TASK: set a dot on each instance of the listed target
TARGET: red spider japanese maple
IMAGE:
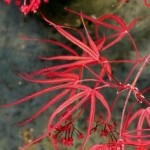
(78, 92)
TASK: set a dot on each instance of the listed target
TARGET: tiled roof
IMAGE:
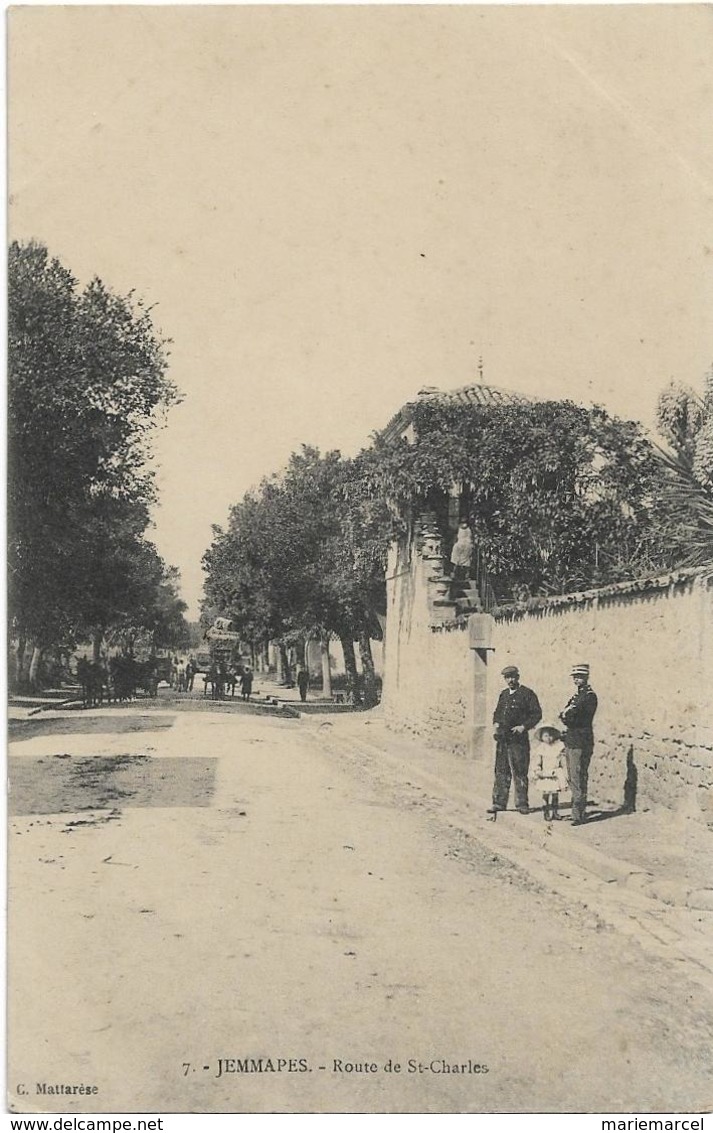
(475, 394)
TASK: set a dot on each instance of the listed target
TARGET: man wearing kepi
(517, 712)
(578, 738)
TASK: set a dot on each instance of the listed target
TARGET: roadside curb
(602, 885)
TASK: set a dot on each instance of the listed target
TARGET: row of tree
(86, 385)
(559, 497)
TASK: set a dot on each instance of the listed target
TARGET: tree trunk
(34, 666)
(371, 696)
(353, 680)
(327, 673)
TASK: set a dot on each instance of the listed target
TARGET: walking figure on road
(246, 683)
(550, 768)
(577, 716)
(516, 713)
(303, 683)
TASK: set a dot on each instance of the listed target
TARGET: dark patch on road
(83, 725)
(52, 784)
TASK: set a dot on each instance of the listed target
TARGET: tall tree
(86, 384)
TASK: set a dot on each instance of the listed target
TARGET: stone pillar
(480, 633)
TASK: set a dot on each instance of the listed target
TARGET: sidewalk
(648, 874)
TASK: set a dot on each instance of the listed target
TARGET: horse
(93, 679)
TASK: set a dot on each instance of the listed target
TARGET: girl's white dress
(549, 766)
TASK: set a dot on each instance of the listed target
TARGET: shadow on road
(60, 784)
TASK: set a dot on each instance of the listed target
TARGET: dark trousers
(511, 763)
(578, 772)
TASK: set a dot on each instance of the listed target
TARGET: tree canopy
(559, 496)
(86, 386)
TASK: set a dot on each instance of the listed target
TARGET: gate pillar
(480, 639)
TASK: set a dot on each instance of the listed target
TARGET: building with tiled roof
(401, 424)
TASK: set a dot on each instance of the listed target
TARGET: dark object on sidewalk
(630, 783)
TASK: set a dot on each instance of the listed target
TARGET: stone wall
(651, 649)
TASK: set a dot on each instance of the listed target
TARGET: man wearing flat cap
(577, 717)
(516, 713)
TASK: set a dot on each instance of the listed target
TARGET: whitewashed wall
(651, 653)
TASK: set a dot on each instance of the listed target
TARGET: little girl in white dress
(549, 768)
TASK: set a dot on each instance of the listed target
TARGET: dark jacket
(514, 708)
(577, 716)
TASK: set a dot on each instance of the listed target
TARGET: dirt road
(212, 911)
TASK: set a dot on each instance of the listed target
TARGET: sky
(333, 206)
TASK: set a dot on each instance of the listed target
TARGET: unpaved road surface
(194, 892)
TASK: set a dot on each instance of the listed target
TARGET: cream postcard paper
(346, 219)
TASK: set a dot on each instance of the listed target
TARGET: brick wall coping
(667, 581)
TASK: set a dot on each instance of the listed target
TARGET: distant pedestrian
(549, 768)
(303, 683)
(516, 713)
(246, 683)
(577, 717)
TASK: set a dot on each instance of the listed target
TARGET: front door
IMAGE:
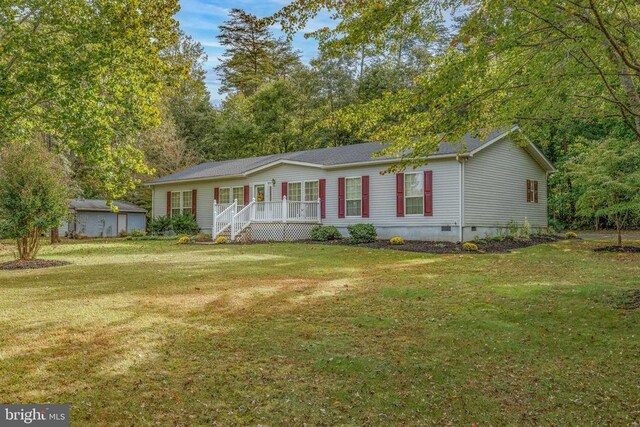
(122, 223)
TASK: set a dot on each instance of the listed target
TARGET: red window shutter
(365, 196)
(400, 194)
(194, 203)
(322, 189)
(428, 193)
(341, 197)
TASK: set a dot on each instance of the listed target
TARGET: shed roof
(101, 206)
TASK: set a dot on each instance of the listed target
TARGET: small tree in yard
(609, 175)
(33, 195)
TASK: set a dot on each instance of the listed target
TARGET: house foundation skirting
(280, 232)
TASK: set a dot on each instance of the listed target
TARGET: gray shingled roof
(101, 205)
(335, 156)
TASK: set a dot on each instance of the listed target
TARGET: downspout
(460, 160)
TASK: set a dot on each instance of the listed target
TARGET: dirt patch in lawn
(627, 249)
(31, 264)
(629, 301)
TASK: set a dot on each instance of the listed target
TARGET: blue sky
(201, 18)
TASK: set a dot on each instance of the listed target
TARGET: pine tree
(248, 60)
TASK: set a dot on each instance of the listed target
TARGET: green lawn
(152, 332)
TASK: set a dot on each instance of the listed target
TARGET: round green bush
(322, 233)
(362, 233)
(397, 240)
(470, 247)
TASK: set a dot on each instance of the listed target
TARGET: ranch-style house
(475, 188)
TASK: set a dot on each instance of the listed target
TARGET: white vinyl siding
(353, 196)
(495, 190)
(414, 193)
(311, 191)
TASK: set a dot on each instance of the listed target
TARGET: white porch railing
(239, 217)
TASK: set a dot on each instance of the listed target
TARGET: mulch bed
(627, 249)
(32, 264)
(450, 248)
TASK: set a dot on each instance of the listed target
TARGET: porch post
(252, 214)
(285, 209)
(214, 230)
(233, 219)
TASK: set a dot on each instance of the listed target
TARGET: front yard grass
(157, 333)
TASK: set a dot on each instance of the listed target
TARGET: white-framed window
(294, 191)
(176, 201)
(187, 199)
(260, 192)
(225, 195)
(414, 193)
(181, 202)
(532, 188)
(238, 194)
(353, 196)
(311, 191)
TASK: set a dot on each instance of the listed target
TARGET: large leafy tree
^^^^^^^^
= Problem to work on =
Transcribe the records above exactly, leaving out every picture.

= In response =
TASK: set a dot on each instance of the listed target
TARGET: red spider japanese maple
IMAGE:
(78, 92)
TASK: set a dot on each instance of the listed target
TARGET: tiled roof
IMAGE:
(475, 394)
TASK: set a dot on each instance of the listed target
TARGET: man wearing kepi
(517, 712)
(578, 738)
TASK: set a dot on each instance of the listed target
TARGET: roadside curb
(602, 885)
TASK: set a dot on each instance of the listed target
TARGET: row of tree
(86, 385)
(559, 497)
TASK: set a dot on each instance of the listed target
TARGET: tree trunk
(34, 666)
(371, 696)
(353, 680)
(327, 673)
TASK: set a dot on each instance of the listed target
TARGET: walking figure on road
(246, 683)
(550, 768)
(577, 716)
(516, 713)
(303, 683)
TASK: set a dot on each instance of the listed target
TARGET: dark patch on road
(83, 725)
(52, 784)
TASK: set a dot on each instance of the listed target
TARGET: tall tree
(86, 384)
TASK: set a dot on each instance of the listed target
TARGET: stone pillar
(480, 633)
TASK: set a dot on each instance of the listed target
TARGET: sidewalk
(648, 874)
TASK: set a dot on each instance of the listed target
TARGET: horse
(93, 679)
TASK: set a dot on each instance of the listed target
TARGET: girl's white dress
(549, 766)
TASK: set a dot on each instance of the listed target
TARGET: shadow on road
(60, 784)
TASK: set a dot on each instance of the listed target
TARGET: dark trousers
(511, 763)
(578, 772)
TASK: set a dot on each instance of the listed target
TARGET: tree canopy
(559, 496)
(86, 386)
TASK: set a dot on each instance of the listed target
TARGET: gate pillar
(480, 639)
TASK: set a dot on each instance of the listed target
TARGET: building with tiled roof
(401, 424)
TASK: set a dot on each instance of the listed target
TARGET: dark object on sidewalk
(630, 783)
TASK: set a dot on each instance of the listed target
TARGET: stone wall
(651, 649)
TASK: set a dot on each instance of the listed target
TARGET: man wearing flat cap
(577, 717)
(516, 713)
TASK: set a dot on each instance of the listed target
TARGET: whitewashed wall
(651, 653)
TASK: set a dot on each instance of the listed target
TARGET: little girl in white dress
(549, 768)
TASK: set a dot on each instance of the listed target
TARGET: dark jacket
(514, 708)
(577, 716)
TASK: set a dot on each instance of the listed target
TARGET: dirt road
(212, 911)
TASK: set a dot on each instance of the listed target
TARGET: sky
(333, 206)
TASK: set a dot on each instance of the listed target
TARGET: unpaved road surface
(194, 892)
TASK: set a dot on each instance of the listed target
TARGET: cream postcard paper
(346, 219)
TASK: set a dot on each instance of the listed target
TARGET: brick wall coping
(667, 581)
TASK: set a dot on each instance of the listed target
TARGET: distant pedestrian
(549, 768)
(303, 683)
(516, 713)
(246, 683)
(577, 717)
TASK: set a dot on each instance of the listed target
TARGET: front door
IMAGE:
(122, 223)
TASK: set a dot on each instance of the listed target
TARGET: red window shutter
(365, 196)
(400, 194)
(194, 203)
(322, 189)
(428, 193)
(341, 197)
TASK: set a dot on each instance of the listed target
TARGET: shed roof
(101, 206)
TASK: set a dot on each instance of the listed target
TARGET: small tree in yard
(609, 175)
(33, 195)
TASK: set a dot on each instance of the listed target
TARGET: house foundation skirting
(280, 232)
TASK: set a dot on each instance of the listed target
TARGET: gray shingled roof
(101, 205)
(335, 156)
TASK: set a dot on each instance of the listed target
TARGET: downspout
(460, 160)
TASK: set a dot on each instance of the listed target
TARGET: dirt patch in lawn
(627, 249)
(31, 264)
(629, 301)
TASK: set a dot on each instance of the listed target
TARGET: blue sky
(201, 18)
TASK: set a dot on each instance of the listed target
TARGET: pine tree
(248, 60)
TASK: set a dot on each instance of the listed target
TARGET: green lawn
(152, 332)
TASK: set a dot on each instance of the listed target
TARGET: round green bush
(322, 233)
(362, 233)
(397, 240)
(470, 247)
TASK: set a dot on each instance of the listed target
TARGET: ranch-style house
(475, 188)
TASK: set a dot on each instance of the listed target
TARGET: white vinyl siding
(353, 196)
(495, 190)
(414, 193)
(311, 191)
TASK: set a dot on each instance of the listed target
TARGET: white porch railing
(239, 217)
TASK: set a dot on each instance of the listed target
TARGET: mulch bed
(627, 249)
(32, 264)
(450, 248)
TASK: set a dot on each instance of the listed target
TARGET: porch post
(252, 214)
(285, 209)
(214, 230)
(233, 219)
TASK: set a dot on each instance of the listed target
TARGET: front yard grass
(157, 333)
TASK: set a dot on each instance of the listed target
TARGET: white-framed window
(294, 191)
(176, 201)
(187, 199)
(260, 192)
(225, 195)
(414, 193)
(181, 202)
(532, 188)
(238, 194)
(353, 196)
(311, 191)
TASK: set a dot on each instance of the listed target
TARGET: large leafy tree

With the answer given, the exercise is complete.